* _Exercise_
All that is needed is each line of the entries holding the word "vest", copied as it stands.

(The data)

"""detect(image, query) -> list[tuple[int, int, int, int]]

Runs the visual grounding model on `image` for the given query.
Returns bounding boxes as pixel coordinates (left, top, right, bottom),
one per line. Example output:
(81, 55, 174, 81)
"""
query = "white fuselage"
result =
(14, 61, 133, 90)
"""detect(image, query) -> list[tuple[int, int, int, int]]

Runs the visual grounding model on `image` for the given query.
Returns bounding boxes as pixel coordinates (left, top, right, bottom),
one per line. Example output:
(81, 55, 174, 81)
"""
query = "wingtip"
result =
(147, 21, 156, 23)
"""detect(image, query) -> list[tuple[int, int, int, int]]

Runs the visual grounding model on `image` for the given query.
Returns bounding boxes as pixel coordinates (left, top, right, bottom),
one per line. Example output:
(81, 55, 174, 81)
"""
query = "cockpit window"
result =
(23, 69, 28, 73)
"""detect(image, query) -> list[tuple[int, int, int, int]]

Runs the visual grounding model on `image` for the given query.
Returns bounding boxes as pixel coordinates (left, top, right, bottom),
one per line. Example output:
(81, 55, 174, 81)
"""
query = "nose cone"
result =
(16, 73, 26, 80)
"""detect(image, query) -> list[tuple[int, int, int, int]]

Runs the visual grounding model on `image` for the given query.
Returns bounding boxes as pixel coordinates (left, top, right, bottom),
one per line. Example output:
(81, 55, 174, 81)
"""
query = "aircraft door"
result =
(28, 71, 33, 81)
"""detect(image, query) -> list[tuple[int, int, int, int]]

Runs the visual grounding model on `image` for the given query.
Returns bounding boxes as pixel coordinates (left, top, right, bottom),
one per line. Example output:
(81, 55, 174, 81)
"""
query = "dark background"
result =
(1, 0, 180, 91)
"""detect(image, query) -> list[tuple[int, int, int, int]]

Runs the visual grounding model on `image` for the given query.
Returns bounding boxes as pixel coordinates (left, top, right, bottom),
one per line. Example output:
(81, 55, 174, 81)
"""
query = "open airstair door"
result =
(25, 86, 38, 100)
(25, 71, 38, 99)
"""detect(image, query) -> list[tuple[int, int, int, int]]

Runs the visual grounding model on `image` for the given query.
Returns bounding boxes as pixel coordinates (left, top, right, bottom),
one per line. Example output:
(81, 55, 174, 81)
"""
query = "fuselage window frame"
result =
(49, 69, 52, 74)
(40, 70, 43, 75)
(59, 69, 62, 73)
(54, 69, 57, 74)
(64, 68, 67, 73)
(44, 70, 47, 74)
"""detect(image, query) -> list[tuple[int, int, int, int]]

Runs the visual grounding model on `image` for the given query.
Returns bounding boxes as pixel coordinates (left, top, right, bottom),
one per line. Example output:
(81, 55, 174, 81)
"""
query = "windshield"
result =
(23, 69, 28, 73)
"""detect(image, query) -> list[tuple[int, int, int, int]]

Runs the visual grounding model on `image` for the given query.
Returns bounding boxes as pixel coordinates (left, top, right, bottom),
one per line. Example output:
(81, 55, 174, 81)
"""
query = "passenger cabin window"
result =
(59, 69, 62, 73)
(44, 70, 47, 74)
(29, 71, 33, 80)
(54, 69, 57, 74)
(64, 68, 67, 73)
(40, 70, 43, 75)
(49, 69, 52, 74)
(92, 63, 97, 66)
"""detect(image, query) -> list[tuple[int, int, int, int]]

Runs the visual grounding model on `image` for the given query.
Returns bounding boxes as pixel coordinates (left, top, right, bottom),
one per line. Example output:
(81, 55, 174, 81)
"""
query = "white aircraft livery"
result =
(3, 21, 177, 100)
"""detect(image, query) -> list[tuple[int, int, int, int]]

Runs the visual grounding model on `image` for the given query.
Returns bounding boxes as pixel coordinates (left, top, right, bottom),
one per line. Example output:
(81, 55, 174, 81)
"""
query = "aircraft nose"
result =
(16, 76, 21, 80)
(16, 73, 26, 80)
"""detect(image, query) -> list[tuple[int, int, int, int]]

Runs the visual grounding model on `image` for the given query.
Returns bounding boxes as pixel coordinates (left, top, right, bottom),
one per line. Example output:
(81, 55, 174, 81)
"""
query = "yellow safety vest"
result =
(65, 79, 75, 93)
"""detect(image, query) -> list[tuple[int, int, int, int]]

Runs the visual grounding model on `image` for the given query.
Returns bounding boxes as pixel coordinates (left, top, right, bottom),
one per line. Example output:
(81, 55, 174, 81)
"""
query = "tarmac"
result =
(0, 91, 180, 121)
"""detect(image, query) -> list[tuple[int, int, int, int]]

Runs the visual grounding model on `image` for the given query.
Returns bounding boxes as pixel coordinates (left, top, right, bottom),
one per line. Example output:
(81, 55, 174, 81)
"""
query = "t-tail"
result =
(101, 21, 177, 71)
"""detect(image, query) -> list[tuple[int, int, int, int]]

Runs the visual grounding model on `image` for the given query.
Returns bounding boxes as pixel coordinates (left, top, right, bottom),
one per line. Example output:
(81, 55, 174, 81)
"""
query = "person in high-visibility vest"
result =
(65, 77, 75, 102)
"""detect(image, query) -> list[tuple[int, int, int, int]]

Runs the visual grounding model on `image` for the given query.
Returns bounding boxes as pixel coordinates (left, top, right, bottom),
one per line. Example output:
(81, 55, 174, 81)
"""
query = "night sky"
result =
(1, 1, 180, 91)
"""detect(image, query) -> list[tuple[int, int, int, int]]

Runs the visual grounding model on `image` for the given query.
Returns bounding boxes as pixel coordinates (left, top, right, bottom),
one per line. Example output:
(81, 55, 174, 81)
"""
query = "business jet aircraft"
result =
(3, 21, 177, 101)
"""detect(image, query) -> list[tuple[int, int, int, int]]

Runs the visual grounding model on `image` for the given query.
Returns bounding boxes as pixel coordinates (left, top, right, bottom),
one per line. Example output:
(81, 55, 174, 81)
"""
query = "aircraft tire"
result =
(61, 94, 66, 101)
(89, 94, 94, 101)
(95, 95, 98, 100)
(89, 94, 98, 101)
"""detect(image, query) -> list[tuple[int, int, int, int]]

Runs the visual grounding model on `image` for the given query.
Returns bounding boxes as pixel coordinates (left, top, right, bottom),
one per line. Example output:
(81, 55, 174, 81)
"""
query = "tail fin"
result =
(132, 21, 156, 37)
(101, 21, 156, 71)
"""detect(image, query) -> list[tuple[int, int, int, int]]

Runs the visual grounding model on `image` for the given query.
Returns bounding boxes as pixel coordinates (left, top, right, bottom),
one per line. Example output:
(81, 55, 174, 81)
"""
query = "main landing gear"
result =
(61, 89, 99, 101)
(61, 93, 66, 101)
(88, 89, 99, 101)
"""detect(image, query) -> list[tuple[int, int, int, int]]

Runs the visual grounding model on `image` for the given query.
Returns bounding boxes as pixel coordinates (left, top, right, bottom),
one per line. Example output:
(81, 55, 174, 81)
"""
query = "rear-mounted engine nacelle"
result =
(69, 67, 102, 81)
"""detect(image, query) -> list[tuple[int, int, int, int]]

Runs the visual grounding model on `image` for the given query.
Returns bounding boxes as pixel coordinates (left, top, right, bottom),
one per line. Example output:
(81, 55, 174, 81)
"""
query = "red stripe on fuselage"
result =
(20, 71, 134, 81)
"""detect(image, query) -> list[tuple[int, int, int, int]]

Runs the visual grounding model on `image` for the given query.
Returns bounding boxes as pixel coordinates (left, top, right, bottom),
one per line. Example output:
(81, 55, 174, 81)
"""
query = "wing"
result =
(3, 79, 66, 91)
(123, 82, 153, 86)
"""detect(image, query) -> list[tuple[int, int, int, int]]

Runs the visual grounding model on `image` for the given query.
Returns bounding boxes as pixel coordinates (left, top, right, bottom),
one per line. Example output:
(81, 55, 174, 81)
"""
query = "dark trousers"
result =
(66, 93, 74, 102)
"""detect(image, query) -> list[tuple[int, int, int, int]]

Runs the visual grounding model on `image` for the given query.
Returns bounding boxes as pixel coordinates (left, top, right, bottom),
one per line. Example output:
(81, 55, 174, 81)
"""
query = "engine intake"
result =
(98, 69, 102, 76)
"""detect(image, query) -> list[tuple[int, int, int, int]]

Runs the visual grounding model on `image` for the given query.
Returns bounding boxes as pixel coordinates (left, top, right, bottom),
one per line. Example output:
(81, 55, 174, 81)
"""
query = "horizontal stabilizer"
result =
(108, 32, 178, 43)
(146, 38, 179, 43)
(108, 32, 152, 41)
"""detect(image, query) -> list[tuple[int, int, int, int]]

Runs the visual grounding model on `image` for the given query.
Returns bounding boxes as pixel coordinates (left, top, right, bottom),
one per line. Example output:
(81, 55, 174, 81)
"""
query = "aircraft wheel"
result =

(End The data)

* _Task result_
query = "yellow safety vest"
query = "person in high-visibility vest"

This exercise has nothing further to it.